**PROVIDED PASSAGE**
Should sorrow come, as 'twill, to cast me down,
Or Death, as come he must, to hush my voice,
Her laugh would wake me just as now it thrills me--
That little, giddy laugh wherewith she kills me.'

'Tis the very laugh of Millamant in _The Way of the World_! 'I would
rather,' cried Hazlitt, 'have seen Mrs. Abington's Millamant than any
Rosalind that ever appeared on the stage.' Such wishes are idle.
Hazlitt never saw Mrs. Abington's Millamant. I have seen Miss Ethel
Irving's Millamant, _dulce ridentem_, and it was that little giddy
laugh of hers that reminded me of Marot's Epigram and of Frederick
Locker's paraphrase. So do womanly charms endure from generation to
generation, and it is one of the duties of poets to record them.

In 1867 Mr. Locker published his _Lyra Elegantiarun. A Collection of
Some of the Best Specimens of Vers de Societe and Vers d'Occasion in
the English Languages by Deceased Authors_. In his preface Locker gave
what may now be fairly called the 'classical' definition of the verses
he was collecting. '_Vers de societe_ and _vers d'occasion_ should'
(so he wrote) 'be short, elegant, refined and fanciful, not seldom
distinguished by heightened sentiment, and often playful. The tone
should not be pitched high; it should be idiomatic and rather in the
conversational key; the rhythm should be crisp and sparkling, and the
rhyme frequent and never forced, while the entire poem should be
marked by tasteful moderation, high finish and completeness; for
however trivial the subject-matter may be--indeed, rather in
proportion to its triviality, subordination to the rules of
composition and perfection of execution should be strictly enforced.

[Stored records]

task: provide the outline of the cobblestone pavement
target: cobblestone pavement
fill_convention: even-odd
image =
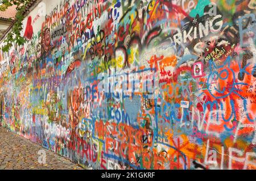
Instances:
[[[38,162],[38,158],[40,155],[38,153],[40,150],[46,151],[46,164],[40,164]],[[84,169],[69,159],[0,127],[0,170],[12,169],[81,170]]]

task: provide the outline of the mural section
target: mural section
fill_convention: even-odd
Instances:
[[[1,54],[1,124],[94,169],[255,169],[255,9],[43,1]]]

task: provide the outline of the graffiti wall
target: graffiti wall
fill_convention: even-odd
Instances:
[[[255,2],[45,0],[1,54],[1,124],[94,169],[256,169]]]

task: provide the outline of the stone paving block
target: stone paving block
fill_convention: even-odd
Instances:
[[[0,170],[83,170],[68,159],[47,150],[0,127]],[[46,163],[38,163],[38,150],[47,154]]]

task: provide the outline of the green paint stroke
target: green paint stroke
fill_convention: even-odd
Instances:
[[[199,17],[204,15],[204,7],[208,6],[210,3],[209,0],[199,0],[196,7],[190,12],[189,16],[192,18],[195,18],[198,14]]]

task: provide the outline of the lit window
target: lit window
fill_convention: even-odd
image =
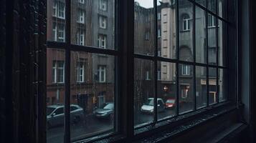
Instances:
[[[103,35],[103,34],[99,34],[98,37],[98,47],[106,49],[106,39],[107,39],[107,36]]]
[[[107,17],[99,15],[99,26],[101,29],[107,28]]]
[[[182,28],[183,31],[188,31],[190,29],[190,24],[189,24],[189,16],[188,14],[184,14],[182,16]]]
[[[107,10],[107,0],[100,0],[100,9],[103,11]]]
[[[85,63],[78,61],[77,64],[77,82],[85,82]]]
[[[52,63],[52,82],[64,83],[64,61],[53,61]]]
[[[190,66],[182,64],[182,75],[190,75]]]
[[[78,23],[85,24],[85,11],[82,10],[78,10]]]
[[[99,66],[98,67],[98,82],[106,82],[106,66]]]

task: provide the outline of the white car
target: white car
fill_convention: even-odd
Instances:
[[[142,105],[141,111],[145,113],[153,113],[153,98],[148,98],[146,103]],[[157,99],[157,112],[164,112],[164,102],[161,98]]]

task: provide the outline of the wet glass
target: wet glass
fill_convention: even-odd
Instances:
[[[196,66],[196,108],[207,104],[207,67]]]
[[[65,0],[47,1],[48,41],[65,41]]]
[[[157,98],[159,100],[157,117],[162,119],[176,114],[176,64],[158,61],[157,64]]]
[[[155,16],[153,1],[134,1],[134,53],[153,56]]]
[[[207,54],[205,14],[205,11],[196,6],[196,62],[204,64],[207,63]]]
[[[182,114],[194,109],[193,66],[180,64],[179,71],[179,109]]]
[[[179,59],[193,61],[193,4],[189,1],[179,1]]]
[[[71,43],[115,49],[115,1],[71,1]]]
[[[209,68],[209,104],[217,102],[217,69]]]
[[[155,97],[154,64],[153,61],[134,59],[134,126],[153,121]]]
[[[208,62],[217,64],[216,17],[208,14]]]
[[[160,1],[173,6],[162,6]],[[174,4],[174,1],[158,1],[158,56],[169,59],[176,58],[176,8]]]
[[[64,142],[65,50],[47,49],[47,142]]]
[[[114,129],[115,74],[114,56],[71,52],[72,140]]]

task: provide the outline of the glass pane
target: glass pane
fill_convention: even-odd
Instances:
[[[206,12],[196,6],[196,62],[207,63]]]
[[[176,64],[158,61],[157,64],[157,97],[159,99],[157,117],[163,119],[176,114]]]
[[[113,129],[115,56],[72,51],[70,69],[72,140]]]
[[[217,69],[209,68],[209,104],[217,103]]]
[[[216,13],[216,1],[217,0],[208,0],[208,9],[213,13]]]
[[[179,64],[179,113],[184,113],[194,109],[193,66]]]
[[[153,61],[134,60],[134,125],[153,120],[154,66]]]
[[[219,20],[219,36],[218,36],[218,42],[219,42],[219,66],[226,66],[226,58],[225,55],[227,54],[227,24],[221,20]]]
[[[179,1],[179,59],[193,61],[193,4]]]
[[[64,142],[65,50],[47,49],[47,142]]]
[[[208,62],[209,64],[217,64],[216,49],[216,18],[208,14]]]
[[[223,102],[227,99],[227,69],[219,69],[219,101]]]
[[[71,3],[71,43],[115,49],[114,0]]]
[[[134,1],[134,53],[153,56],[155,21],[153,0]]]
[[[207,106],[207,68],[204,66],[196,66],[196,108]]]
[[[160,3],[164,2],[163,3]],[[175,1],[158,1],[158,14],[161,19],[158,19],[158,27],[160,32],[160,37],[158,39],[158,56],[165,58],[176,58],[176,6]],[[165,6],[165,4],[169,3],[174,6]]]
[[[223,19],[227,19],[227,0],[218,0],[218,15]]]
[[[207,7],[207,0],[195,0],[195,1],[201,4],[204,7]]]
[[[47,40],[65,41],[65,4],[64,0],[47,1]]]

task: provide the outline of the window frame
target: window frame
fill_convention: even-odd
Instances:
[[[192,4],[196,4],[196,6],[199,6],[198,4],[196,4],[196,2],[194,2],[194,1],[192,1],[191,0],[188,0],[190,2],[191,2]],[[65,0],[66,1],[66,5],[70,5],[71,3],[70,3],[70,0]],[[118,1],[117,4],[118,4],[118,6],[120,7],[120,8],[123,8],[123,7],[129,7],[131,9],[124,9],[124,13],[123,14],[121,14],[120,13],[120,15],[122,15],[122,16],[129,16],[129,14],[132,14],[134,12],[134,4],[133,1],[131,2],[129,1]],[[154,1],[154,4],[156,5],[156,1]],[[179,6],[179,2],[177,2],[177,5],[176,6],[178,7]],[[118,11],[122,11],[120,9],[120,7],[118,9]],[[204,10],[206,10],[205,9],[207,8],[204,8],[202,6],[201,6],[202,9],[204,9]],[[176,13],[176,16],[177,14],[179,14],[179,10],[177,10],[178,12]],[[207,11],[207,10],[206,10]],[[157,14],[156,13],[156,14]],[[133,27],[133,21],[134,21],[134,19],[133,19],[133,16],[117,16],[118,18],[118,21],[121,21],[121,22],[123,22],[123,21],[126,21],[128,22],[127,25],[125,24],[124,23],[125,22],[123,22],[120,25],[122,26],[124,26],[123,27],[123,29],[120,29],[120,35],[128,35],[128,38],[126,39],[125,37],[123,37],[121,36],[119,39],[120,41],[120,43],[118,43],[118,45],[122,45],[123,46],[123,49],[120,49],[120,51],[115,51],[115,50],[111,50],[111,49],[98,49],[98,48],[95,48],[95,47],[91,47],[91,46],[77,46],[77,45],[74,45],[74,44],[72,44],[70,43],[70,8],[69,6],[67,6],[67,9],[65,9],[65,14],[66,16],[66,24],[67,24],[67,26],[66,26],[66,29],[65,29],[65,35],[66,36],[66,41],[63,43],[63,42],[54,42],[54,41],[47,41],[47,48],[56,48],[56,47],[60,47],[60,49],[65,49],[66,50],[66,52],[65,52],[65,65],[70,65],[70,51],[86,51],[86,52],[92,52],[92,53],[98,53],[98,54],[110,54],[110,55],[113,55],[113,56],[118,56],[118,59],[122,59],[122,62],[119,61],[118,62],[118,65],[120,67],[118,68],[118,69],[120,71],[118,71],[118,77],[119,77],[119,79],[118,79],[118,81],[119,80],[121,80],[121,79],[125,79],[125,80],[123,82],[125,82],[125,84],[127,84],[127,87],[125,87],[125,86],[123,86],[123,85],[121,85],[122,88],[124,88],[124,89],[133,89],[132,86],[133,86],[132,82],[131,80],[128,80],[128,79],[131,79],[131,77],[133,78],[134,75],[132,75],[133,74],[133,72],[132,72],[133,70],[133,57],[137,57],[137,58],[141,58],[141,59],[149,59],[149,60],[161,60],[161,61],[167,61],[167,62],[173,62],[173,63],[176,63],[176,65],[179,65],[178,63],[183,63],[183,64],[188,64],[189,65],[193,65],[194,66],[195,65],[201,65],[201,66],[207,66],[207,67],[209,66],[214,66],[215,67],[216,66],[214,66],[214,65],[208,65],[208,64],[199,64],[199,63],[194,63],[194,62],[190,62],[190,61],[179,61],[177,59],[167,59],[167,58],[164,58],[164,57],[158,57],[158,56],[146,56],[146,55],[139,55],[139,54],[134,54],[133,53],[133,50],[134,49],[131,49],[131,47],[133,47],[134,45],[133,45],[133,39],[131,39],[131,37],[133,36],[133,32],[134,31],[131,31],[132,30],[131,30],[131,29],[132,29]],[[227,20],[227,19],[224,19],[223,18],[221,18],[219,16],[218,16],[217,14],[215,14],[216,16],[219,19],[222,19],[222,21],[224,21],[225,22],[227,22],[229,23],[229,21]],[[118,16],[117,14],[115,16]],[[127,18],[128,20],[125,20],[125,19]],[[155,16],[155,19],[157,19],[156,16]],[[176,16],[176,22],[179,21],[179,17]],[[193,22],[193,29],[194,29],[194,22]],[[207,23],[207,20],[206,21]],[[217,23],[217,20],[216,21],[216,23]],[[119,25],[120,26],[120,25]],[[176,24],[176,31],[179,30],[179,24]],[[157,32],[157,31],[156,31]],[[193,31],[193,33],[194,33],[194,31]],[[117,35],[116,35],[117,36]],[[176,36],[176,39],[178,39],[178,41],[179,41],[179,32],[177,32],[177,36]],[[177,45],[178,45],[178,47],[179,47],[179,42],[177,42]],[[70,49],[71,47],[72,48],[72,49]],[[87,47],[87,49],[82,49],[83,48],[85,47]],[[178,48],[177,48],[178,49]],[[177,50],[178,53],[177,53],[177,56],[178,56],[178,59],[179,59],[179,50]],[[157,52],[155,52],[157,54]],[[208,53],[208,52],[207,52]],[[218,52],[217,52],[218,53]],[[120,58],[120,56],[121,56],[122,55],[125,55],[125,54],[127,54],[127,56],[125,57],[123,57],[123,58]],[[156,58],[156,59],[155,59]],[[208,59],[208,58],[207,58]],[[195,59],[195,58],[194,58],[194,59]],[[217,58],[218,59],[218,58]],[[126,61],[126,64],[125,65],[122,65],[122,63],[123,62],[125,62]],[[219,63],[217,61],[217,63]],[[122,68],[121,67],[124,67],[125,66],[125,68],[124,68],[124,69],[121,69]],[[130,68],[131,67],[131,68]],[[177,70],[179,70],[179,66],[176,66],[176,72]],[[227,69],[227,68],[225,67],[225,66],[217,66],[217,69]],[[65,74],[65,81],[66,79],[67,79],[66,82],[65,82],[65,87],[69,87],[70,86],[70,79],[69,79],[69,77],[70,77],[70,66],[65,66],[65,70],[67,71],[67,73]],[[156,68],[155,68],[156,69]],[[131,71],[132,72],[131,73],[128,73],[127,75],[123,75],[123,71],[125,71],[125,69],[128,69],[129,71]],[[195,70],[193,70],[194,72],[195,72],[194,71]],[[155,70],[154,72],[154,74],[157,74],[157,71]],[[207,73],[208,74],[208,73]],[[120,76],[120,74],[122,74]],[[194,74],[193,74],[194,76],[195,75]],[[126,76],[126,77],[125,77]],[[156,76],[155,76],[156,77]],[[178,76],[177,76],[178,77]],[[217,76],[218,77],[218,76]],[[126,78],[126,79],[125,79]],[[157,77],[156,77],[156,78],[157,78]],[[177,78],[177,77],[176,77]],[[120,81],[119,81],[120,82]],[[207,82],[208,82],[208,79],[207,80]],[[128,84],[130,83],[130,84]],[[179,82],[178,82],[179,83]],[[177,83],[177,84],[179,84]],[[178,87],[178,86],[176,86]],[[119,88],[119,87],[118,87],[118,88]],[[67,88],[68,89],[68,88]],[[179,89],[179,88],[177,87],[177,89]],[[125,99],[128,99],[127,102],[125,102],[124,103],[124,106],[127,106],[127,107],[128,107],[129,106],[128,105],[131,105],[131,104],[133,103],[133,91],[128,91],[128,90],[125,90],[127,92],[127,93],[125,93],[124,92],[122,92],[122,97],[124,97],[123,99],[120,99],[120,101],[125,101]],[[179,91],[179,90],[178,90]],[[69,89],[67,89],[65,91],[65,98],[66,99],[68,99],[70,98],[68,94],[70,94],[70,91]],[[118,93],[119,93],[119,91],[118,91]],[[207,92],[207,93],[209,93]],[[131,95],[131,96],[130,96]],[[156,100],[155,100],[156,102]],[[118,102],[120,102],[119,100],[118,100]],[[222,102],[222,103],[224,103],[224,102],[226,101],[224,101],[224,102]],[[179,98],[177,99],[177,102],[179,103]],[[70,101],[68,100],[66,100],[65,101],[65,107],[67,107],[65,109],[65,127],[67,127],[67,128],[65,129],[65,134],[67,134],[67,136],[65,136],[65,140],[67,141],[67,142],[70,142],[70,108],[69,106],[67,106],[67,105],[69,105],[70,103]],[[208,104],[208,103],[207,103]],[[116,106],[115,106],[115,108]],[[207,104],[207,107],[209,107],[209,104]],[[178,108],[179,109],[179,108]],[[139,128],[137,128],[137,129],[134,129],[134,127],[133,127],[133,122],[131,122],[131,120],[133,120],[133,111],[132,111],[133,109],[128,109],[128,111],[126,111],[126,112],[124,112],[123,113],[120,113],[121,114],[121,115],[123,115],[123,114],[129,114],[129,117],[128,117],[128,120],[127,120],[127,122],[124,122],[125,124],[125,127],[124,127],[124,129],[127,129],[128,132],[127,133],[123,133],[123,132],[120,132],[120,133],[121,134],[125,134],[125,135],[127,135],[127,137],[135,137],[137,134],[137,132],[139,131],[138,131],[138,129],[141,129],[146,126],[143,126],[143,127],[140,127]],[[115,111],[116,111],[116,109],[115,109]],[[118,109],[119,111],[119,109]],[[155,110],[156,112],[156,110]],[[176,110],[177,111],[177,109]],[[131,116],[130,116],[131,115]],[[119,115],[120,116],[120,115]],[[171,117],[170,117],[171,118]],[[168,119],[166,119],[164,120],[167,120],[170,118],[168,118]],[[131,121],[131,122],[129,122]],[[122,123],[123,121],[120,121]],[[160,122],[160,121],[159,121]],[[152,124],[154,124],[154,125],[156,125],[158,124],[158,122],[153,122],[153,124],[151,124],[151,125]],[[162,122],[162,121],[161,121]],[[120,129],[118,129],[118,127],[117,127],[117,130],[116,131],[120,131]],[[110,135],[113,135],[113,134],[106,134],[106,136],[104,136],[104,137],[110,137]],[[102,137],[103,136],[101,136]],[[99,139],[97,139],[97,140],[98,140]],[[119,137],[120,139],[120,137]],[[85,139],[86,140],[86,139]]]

**STUDY QUESTIONS**
1. In the passage on Millamant and light verse, whose Millamant did Hazlitt say he would rather have seen than any Rosalind?
2. Pick up the passage on Millamant and light verse after its last sentence, and keep writing in the same style.

**SET OF ANSWERS**
1. Mrs. Abington's Millamant.

2.
The definition may be further illustrated by a few examples of pieces,
which, from the absence of some of the foregoing qualities, or from
the excess of others, cannot be properly regarded as _vers de
societe_, though they may bear a certain generic resemblance to that
species of poetry. The ballad of "John Gilpin," for example, is too
broadly and simply ludicrous; Swift's "Lines on the Death of
Marlborough," and Byron's "Windsor Poetics," are too savage and
truculent; Cowper's "My Mary" is far too pathetic; Herrick's lyrics to
"Blossoms" and "Daffodils" are too elevated; "Sally in our Alley" is
too homely and too entirely simple and natural; while the "Rape of the
Lock," which would otherwise be one of the finest specimens of _vers
de societe_ in any language, must be excluded on account of its
length, which renders it much too important.'

I have made this long quotation because it is an excellent example of
Mr. Locker's way of talking about poets and poetry, and of his
intimate, searching, and unaffected criticism.

_Lyra Elegantiarum_ is a real, not a bookseller's collection. Mr.
Locker was a great student of verse. There was hardly a stanza of any
English poet, unless it was Spenser, for whom he had no great
affection, which he had not pondered over and clearly considered as
does a lawyer his cases. He delighted in a complete success, and
grieved over any lapse from the fold of metrical virtue, over any
ill-sounding rhyme or unhappy expression. The circulation of _Lyra
Elegantiarum_ was somewhat interfered with by a 'copyright' question.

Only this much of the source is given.